Extracted data entries:
···
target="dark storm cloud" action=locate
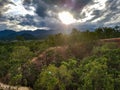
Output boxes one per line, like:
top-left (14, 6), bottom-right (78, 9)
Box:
top-left (0, 0), bottom-right (14, 16)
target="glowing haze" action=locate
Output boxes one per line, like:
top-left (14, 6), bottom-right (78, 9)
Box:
top-left (0, 0), bottom-right (120, 31)
top-left (58, 11), bottom-right (76, 25)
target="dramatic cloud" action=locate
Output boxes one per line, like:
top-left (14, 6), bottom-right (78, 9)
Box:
top-left (0, 0), bottom-right (120, 31)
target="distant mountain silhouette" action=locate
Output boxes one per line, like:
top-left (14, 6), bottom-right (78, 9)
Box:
top-left (0, 29), bottom-right (63, 40)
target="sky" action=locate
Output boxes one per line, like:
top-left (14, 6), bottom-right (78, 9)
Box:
top-left (0, 0), bottom-right (120, 31)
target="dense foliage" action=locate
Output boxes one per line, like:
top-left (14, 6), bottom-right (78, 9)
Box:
top-left (0, 27), bottom-right (120, 90)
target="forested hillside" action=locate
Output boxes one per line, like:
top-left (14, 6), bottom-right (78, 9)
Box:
top-left (0, 27), bottom-right (120, 90)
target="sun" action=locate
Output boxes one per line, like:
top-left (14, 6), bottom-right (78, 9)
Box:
top-left (58, 11), bottom-right (76, 25)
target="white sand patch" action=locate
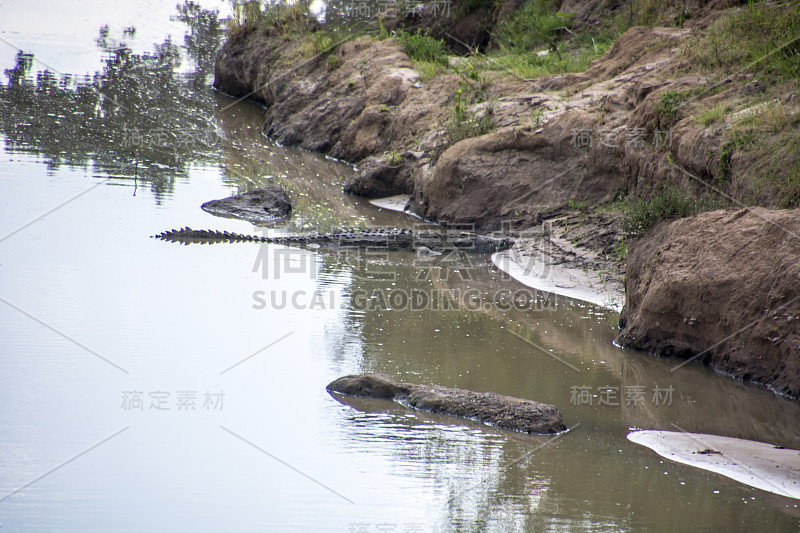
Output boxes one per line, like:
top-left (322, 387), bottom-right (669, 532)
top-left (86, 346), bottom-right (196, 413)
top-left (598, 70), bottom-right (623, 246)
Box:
top-left (628, 430), bottom-right (800, 499)
top-left (492, 248), bottom-right (625, 312)
top-left (369, 194), bottom-right (411, 213)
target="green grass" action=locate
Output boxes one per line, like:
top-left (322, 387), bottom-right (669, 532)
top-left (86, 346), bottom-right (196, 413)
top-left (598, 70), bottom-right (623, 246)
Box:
top-left (622, 187), bottom-right (723, 237)
top-left (484, 0), bottom-right (624, 79)
top-left (397, 31), bottom-right (448, 67)
top-left (414, 61), bottom-right (446, 83)
top-left (653, 90), bottom-right (683, 128)
top-left (697, 104), bottom-right (728, 126)
top-left (685, 2), bottom-right (800, 83)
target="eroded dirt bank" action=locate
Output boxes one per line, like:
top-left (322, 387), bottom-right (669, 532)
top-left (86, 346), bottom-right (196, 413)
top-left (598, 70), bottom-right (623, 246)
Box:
top-left (617, 207), bottom-right (800, 397)
top-left (214, 2), bottom-right (800, 396)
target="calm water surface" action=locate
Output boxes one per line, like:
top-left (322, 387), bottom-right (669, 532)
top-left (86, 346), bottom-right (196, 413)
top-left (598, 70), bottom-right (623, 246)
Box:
top-left (0, 2), bottom-right (800, 532)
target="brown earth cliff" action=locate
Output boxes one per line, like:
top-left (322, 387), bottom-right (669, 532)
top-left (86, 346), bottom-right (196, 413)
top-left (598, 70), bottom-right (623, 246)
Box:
top-left (214, 2), bottom-right (800, 396)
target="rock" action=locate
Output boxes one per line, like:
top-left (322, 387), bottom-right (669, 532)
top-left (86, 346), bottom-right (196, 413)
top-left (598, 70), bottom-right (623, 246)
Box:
top-left (327, 374), bottom-right (567, 434)
top-left (344, 156), bottom-right (414, 198)
top-left (617, 207), bottom-right (800, 397)
top-left (412, 110), bottom-right (624, 230)
top-left (201, 185), bottom-right (292, 224)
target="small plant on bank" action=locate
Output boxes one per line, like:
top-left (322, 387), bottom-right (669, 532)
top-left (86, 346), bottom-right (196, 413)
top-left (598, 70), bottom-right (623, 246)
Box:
···
Written problem: How many lines in the records contain the string "bank"? Case counts. Reply with the number alone.

The completed task: 2